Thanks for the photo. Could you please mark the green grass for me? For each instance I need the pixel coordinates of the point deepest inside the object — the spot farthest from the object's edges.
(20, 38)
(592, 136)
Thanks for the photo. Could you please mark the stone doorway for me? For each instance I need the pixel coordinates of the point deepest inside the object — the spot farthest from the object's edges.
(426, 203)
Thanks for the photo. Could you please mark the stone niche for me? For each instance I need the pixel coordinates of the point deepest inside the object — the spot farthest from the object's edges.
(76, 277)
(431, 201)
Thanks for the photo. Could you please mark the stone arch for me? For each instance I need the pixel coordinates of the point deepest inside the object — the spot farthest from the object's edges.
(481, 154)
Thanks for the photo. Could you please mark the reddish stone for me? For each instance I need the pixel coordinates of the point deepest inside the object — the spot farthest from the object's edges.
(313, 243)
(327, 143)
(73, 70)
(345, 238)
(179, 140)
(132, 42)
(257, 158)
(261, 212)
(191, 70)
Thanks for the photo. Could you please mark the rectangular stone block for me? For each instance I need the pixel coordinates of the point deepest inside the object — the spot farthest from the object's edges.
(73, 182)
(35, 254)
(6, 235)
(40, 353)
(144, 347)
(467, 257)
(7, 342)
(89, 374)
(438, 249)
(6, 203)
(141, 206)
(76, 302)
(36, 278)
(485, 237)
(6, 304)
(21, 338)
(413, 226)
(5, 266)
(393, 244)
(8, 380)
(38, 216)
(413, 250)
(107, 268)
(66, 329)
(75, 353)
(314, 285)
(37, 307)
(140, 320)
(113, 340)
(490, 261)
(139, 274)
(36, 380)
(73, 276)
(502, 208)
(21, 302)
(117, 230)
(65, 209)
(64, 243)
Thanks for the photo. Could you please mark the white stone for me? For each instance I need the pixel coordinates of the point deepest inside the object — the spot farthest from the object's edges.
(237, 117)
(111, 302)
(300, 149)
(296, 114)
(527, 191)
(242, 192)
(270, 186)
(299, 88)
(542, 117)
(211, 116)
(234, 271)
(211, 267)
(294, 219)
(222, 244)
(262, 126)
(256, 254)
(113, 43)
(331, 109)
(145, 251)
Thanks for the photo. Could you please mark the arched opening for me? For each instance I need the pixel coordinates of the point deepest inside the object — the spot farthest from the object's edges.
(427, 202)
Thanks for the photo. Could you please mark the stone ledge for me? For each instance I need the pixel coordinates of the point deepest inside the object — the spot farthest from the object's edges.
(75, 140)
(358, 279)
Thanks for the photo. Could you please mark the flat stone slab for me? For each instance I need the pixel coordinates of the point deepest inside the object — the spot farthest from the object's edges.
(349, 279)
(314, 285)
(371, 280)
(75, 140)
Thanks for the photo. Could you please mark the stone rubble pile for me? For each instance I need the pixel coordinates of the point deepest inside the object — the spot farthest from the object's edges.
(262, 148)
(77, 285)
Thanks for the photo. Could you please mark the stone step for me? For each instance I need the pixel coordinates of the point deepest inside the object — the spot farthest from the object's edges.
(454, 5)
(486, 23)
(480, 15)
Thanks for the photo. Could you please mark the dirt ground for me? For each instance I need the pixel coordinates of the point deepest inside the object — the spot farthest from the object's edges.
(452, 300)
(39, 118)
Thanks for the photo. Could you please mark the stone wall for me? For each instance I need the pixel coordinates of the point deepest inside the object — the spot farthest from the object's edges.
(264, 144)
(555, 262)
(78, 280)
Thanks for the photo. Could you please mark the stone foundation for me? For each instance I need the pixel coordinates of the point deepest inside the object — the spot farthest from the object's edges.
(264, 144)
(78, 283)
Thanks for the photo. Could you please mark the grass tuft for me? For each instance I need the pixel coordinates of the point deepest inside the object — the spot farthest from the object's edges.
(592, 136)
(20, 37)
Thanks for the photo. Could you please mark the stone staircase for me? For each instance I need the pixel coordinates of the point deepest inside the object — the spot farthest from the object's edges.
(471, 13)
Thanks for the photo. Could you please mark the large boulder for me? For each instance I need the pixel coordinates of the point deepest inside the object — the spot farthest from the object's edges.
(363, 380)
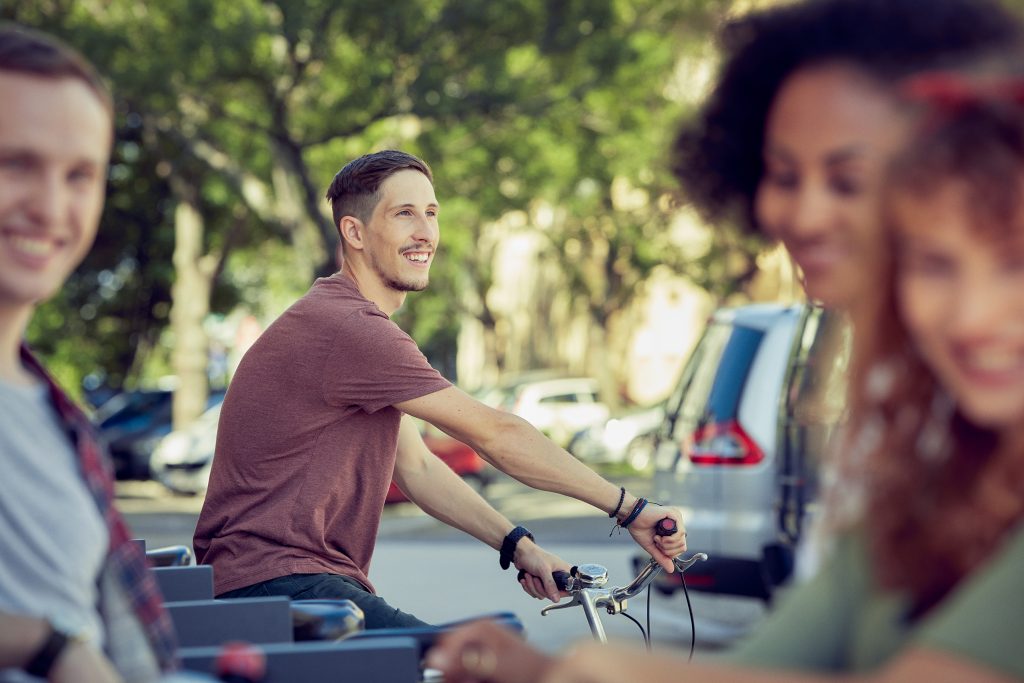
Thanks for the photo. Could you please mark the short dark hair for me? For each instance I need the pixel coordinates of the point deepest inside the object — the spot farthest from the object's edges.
(355, 188)
(26, 51)
(718, 156)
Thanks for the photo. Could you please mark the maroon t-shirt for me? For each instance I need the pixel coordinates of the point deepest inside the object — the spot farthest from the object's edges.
(307, 440)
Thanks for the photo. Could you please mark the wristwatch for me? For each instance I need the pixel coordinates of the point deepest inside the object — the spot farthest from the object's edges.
(508, 545)
(56, 641)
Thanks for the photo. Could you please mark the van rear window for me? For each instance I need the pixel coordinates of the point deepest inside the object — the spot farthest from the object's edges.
(723, 360)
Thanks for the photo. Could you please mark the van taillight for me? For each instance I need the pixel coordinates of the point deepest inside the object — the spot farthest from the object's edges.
(723, 443)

☆ ☆ ☆ ☆ ☆ ☆ ☆

**EXERCISE DETAILS:**
Write out every line of the listing exactly as written, and leave the pictures out.

**OUTPUT FOR THIS TASK:**
Thanks for the photo. Could you please mark the green grass for me? For each instance I need the pixel coordinates of the point deepest inside the object — the spot farthest from the object's edges.
(20, 38)
(592, 136)
Thanks for the photo. Could you please mark the stone doorway for me? For each instance I need the pixel coordinates of the point deepest inside the object — the spot farthest from the object's edges.
(426, 203)
Thanks for the photo. Could you please mark the stone niche for me? For each instance I need the pixel coordinates of the point deepest inside the object — the spot farthest from the object's edges.
(76, 277)
(431, 201)
Thanks for the photo. Could you please mark the stone arch for me? For each instance I need the pixel coordinates of the point deepest inside the object — the spot farthest from the object's edges.
(481, 154)
Thanks for the photo. Could you please mark the reddish stone for me? For each instance I need the pixel coordinates of the point deepest inside the object — the spot farthest from the object's edges.
(313, 243)
(327, 143)
(73, 70)
(345, 238)
(179, 140)
(132, 42)
(257, 158)
(261, 212)
(191, 70)
Thanks for the photo. Could you please mark the rectangular stone block for me? For each instance I need the pixel coordinates of the point deepest inside the object — the spot farthest from the object's edges.
(73, 182)
(35, 254)
(6, 235)
(40, 353)
(144, 347)
(467, 257)
(7, 342)
(89, 374)
(438, 249)
(6, 203)
(141, 206)
(76, 302)
(36, 278)
(485, 237)
(6, 304)
(21, 338)
(413, 226)
(5, 266)
(393, 244)
(8, 380)
(38, 216)
(413, 250)
(107, 268)
(66, 329)
(75, 353)
(314, 285)
(37, 307)
(140, 320)
(113, 340)
(490, 261)
(139, 274)
(36, 380)
(73, 276)
(502, 208)
(21, 302)
(117, 230)
(65, 209)
(64, 243)
Thanks for the photo. Could you please mark the white stone for me? For each instance I need the pixel coordinates of the point deepest inside the object — the spot farthest from the object's edges.
(237, 117)
(111, 302)
(300, 149)
(296, 114)
(527, 191)
(242, 192)
(270, 186)
(299, 88)
(542, 117)
(211, 116)
(234, 271)
(211, 267)
(294, 219)
(222, 244)
(262, 126)
(256, 254)
(113, 43)
(331, 109)
(145, 251)
Thanks for the photo. Could you please mark the arched opening for me? For each instance I need the pixel coordinates of the point deepest inside the object — the spot farthest from the object's edges.
(427, 202)
Thanks for the photo. Could you please mark the stone ledge for me? For each instance I need the pixel coordinates of the point deepest inside the object — the spot farthest from the object's edges.
(75, 140)
(358, 279)
Thanks for the photo. Could you please mark the flat stone slab for me? For each instance I need the pixel coordinates of the point deepest inside the object — the spot farthest from the object's edges.
(349, 279)
(314, 285)
(371, 280)
(75, 140)
Thanks for the photo. Could you please mark the stone rubble pile for me? For each instance I need the pixel coordinates of the point deepest inside the object — the spot farthest from the object's edges.
(262, 148)
(77, 285)
Thanks for the photo. Could you please mark the stone step for me? For each instance I need the pixel coordinates of the point deepest inside the object — the spot farthest from the object's edges.
(454, 5)
(486, 23)
(480, 15)
Thanks for the photo. Could you please mark the dirt ground for me? For each instance I need the pixel coordinates of the point deepest inside the object — the spot farthest from the object's edges.
(452, 300)
(39, 118)
Thanks for the photo. Could you please mark the stone wall for me? For each instance I need the pixel coordinates of the point deepest inside the object — the spot farthest from the object's edges.
(264, 144)
(555, 262)
(78, 280)
Thanks for the photo. Could you please mark the stone foundation for me? For each instance I need the pixel coordinates of the point deepest inside the object — the spot farthest from the object's edges.
(264, 144)
(78, 283)
Thanks for the photo. Could you please mark the grass tuft for me? For each instance I need the pixel coordinates of the point deepest inside the object — the spot farthest from the object's edges.
(592, 136)
(20, 37)
Thanks for the photo. Could you please mark the stone staircase for me? For each instance I need the pixel coordinates of the point deepest inside the object — the spot farthest from the object's edges.
(471, 13)
Thanks for the photo. Could you please mark the large boulder for me? For each instance I need the pixel coordinates of the point deepest inside the object — the spot farthest from the object's edges.
(363, 380)
Thanks for the photo. Could you please mark the short dark hair for me? For each instance I need the pixel coordinates of the point deepest inside the object — the spot farthest from the object's edges.
(355, 188)
(26, 51)
(718, 156)
Thanks for the photo. Could you please mark the maroon t-shirt for me? For each instance I need the pixel coordinates of the point deepest inside the object — the spot farthest from the object's edges.
(307, 440)
Thanks for the photo. Could you please mark the wristwatch for me? For each instance I need the pixel coordinates of the point deepest inside the object — the spot farthest from the object's edges.
(508, 545)
(56, 641)
Thanks for the photo. Could you please mark the van rear window for me? For each instance I need the pixel coordinates of the point deepest inside the object — the spot farthest from the object's edges.
(723, 360)
Thanks for the photo. Could you please mark the van taillight for me? For each instance I need the pixel coordinates of the point deepest inside the object — the spot farthest from the object's edges.
(723, 443)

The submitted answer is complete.